[Opening Input records section]

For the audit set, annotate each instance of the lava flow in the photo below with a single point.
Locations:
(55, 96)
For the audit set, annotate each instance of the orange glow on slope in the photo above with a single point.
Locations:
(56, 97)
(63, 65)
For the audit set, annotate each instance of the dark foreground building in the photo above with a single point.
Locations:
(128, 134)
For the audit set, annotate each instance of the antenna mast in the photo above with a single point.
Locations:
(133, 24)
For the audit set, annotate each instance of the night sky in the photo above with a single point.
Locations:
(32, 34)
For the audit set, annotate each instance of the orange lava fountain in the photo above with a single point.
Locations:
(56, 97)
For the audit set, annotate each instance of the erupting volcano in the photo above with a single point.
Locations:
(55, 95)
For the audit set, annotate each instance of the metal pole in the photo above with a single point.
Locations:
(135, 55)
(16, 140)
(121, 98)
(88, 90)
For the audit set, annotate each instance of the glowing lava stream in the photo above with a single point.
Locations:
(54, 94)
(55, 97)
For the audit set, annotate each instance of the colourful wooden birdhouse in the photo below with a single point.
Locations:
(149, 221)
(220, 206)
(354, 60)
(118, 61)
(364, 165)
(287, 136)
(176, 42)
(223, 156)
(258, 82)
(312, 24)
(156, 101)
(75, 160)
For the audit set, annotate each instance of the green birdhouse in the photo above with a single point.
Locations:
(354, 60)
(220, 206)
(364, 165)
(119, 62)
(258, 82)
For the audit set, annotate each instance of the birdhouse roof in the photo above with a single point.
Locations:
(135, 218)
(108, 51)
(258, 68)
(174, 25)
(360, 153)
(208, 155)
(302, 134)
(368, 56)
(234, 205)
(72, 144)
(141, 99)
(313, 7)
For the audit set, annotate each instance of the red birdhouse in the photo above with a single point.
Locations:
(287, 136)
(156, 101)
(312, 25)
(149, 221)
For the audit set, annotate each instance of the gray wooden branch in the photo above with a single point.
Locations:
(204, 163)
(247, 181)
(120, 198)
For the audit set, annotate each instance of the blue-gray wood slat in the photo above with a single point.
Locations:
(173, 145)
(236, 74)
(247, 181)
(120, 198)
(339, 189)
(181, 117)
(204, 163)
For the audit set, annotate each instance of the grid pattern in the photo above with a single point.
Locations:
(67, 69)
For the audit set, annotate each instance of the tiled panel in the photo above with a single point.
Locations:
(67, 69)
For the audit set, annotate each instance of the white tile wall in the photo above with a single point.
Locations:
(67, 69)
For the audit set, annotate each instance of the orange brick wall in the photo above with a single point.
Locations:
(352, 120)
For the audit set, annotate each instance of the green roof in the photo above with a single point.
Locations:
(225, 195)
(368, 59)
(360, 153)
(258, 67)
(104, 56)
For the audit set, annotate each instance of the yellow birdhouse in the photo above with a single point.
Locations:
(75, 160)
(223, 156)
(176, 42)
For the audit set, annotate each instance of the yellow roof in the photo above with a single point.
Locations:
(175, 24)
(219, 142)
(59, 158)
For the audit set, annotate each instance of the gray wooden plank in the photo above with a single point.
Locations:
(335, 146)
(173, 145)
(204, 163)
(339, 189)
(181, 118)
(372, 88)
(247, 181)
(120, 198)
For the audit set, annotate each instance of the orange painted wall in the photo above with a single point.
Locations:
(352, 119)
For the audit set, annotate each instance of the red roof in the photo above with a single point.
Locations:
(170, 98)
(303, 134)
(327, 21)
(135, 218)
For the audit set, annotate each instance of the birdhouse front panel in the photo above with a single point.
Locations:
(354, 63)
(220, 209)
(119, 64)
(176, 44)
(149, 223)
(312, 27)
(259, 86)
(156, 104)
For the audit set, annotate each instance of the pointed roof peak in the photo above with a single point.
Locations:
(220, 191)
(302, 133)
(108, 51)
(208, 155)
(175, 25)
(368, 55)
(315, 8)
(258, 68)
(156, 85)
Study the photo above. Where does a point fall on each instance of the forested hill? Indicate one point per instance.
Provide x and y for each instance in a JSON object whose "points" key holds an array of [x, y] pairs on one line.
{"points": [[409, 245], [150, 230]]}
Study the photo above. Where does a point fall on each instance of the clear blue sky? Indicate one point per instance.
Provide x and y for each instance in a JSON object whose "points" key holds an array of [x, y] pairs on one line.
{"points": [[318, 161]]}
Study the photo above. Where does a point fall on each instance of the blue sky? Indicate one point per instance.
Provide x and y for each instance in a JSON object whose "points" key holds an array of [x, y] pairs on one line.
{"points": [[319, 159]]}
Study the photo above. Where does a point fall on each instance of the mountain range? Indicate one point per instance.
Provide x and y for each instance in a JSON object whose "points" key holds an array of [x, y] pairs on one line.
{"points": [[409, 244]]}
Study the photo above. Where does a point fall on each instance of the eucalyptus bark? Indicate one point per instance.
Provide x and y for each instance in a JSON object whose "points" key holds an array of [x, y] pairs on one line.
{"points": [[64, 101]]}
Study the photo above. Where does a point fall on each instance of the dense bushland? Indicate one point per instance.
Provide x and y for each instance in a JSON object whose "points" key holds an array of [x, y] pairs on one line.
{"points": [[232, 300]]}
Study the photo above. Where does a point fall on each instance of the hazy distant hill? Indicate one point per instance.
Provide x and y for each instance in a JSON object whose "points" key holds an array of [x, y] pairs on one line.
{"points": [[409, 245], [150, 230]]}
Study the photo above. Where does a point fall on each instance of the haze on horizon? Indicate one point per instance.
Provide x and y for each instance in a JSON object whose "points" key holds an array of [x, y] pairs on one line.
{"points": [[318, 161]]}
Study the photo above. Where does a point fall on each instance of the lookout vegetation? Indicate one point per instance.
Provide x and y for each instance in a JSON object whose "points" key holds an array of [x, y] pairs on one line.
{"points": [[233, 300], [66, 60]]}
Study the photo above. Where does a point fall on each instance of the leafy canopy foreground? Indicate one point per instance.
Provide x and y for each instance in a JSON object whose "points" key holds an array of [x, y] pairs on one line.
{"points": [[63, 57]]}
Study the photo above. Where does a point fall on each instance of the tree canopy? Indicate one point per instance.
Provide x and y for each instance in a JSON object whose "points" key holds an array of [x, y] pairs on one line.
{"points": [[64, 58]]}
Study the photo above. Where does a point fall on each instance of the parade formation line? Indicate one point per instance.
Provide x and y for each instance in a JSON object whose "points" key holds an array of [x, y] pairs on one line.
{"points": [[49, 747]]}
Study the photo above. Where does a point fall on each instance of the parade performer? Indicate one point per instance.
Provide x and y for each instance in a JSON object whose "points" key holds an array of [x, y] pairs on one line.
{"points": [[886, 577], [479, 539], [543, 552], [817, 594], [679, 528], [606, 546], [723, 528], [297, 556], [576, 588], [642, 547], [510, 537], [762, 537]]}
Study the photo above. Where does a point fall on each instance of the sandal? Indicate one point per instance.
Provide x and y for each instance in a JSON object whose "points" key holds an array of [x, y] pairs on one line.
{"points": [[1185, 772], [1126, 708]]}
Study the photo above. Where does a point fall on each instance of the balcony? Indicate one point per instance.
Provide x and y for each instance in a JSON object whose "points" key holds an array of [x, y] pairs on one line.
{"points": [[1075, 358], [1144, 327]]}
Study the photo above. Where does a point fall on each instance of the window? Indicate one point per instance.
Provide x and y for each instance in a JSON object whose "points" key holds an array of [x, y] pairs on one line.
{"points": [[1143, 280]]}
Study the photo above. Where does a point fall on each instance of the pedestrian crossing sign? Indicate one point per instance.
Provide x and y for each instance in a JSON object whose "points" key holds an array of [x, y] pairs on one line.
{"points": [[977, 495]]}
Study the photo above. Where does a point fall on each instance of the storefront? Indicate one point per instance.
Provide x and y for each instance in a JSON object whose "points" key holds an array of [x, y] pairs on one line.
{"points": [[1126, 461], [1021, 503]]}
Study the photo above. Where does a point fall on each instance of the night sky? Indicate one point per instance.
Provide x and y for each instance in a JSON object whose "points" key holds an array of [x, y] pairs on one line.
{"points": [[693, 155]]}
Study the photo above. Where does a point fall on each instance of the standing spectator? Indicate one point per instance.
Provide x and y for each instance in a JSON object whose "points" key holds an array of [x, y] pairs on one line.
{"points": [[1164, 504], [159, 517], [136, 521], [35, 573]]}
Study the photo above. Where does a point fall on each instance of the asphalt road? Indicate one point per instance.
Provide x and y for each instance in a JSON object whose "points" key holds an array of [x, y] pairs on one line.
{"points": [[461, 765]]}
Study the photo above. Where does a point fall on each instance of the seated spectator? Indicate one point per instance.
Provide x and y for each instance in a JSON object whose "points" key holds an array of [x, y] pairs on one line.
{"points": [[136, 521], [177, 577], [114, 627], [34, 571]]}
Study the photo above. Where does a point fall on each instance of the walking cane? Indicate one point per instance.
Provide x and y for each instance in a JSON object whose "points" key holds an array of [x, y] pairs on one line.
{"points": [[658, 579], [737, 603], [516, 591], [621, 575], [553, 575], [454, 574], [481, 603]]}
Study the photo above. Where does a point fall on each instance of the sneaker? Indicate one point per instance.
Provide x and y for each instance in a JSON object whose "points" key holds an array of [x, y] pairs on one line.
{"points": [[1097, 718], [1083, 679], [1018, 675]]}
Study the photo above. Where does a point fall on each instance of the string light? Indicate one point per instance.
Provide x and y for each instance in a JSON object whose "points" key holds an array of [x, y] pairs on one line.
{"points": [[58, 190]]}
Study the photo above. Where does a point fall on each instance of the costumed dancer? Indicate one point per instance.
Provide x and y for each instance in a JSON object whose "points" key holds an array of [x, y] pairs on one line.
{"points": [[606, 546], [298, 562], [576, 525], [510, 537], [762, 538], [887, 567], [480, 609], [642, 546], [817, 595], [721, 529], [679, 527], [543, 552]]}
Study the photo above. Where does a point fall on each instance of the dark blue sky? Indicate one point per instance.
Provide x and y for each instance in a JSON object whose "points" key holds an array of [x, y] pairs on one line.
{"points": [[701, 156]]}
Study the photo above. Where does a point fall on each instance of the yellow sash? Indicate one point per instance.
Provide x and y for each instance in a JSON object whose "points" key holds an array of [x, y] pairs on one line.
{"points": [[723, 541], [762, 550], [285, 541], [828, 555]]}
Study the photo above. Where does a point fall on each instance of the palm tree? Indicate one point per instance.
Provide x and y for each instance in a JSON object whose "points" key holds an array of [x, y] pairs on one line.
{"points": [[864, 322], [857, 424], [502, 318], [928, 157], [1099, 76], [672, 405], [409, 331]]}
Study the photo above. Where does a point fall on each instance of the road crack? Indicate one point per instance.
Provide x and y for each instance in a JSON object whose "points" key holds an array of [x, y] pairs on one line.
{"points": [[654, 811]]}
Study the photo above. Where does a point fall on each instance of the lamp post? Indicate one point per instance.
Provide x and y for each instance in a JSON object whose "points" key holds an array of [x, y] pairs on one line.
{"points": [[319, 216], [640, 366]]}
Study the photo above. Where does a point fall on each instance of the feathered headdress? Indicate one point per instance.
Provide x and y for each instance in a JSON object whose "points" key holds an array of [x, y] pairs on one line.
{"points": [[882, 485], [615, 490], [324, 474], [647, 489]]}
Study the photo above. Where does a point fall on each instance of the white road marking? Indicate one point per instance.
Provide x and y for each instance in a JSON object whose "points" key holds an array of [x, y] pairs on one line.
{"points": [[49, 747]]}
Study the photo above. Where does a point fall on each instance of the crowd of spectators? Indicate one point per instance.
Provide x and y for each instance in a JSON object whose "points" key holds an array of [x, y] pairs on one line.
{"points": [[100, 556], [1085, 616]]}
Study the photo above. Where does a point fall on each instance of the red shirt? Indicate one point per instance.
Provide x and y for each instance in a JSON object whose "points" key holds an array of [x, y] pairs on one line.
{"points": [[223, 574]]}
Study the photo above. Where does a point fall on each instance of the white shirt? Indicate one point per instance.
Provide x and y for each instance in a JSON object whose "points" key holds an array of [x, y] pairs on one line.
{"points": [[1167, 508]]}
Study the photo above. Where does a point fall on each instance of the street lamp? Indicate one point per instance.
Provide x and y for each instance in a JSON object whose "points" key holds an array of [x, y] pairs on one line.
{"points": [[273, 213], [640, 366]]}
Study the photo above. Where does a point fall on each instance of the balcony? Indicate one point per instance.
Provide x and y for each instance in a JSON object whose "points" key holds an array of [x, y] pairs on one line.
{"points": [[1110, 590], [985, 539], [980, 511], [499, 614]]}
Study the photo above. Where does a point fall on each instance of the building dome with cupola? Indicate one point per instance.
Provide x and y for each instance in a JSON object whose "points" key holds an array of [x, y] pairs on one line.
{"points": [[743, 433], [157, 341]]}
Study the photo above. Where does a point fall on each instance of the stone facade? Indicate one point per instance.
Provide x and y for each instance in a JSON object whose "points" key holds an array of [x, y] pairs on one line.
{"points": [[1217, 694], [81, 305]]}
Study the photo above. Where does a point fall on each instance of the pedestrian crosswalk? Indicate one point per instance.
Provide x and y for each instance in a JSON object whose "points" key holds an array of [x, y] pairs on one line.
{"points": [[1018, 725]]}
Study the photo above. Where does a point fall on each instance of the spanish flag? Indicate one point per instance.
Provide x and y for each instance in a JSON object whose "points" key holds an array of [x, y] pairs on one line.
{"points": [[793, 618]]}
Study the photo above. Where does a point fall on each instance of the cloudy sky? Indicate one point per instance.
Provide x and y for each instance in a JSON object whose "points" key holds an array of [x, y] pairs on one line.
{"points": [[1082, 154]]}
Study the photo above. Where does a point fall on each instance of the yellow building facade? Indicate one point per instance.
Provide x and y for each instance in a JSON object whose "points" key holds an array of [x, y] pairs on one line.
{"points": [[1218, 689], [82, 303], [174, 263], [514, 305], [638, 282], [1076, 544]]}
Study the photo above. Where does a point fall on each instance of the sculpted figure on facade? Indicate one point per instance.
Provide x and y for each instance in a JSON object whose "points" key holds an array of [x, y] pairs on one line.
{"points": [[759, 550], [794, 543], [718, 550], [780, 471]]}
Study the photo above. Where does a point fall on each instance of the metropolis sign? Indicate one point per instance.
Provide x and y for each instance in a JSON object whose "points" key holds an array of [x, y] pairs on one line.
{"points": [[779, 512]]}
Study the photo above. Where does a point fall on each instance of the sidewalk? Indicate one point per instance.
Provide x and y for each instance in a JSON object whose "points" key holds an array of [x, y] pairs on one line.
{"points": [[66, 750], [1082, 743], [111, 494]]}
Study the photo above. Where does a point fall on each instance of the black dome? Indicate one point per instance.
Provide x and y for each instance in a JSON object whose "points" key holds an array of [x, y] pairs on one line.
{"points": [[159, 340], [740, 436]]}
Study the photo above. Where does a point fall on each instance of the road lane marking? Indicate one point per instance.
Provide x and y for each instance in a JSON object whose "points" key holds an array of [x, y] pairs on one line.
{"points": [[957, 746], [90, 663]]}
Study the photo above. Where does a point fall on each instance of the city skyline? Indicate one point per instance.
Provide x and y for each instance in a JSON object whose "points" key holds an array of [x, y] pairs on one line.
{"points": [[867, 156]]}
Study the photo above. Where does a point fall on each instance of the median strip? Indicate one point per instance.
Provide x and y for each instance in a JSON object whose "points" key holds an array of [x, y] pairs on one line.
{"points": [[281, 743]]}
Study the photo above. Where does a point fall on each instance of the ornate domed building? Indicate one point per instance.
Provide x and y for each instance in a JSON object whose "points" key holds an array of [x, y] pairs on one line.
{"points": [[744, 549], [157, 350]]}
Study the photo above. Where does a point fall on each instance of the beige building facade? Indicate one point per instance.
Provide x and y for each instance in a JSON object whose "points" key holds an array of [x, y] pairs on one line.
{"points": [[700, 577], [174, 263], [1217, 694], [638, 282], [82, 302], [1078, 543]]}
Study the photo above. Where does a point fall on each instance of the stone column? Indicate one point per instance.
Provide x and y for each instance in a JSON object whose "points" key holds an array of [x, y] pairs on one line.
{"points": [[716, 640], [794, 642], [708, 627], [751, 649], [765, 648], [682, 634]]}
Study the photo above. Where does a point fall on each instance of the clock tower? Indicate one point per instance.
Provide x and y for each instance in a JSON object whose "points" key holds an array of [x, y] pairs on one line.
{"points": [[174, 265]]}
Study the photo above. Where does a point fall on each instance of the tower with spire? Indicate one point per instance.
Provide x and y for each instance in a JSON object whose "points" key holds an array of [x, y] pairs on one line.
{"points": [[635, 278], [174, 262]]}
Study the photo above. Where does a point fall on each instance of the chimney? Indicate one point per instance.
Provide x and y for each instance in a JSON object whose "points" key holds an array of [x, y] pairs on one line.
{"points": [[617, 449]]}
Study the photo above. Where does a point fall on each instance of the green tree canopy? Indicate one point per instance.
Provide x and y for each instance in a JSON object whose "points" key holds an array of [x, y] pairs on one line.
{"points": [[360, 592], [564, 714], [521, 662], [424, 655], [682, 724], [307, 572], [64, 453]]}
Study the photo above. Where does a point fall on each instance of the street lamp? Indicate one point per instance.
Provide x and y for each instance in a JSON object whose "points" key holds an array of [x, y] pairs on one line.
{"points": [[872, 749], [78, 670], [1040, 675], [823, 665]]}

[Closing Input records section]

**Task to carry out:** Reproduce exactly, please, only the lines from the start of the data above to the line that contains "gray wooden branch", with both ends kept.

**Finished exercise:**
For the audit set, annotate each instance of the lava flow in the photo below with a single point.
Locations:
(55, 96)
For the audit set, annotate each instance of the orange glow on slope in the photo above with a single point.
Locations:
(56, 97)
(63, 65)
For the audit set, annotate each instance of the dark foreground building in the photo above with a single point.
Locations:
(128, 134)
For the audit set, annotate each instance of the antenna mast in the photo above with a single point.
Locations:
(133, 24)
For the audit set, annotate each instance of the night sky in the photo above with a single point.
Locations:
(32, 34)
For the audit set, annotate each instance of the orange lava fountain in the photo above with a single point.
Locations:
(56, 97)
For the audit set, annotate each instance of the erupting volcano in the photo above with a single point.
Locations:
(55, 95)
For the audit set, annotate each instance of the metal pole in the photo above with a single point.
Locations:
(135, 55)
(16, 140)
(121, 98)
(88, 90)
For the audit set, annotate each instance of the glowing lava stream in the photo above with a single point.
Locations:
(54, 94)
(55, 97)
For the audit set, annotate each instance of the colourful wooden birdhouse in the photo below with a single point.
Locations:
(149, 221)
(220, 206)
(354, 60)
(118, 61)
(364, 165)
(287, 136)
(176, 42)
(223, 156)
(258, 82)
(312, 24)
(156, 101)
(75, 160)
For the audit set, annotate each instance of the green birdhouse in the photo above with a single point.
Locations:
(354, 60)
(220, 206)
(364, 165)
(119, 62)
(258, 82)
For the audit set, annotate each instance of the birdhouse roof in the photo above with a single point.
Locations:
(135, 218)
(108, 51)
(258, 68)
(174, 25)
(360, 153)
(208, 155)
(302, 134)
(368, 56)
(234, 205)
(72, 144)
(141, 99)
(313, 7)
For the audit set, annotate each instance of the red birdhouse in the photo above with a single point.
Locations:
(287, 136)
(156, 101)
(312, 25)
(149, 221)
For the audit set, annotate each instance of the gray wooden branch in the photo above with a single point.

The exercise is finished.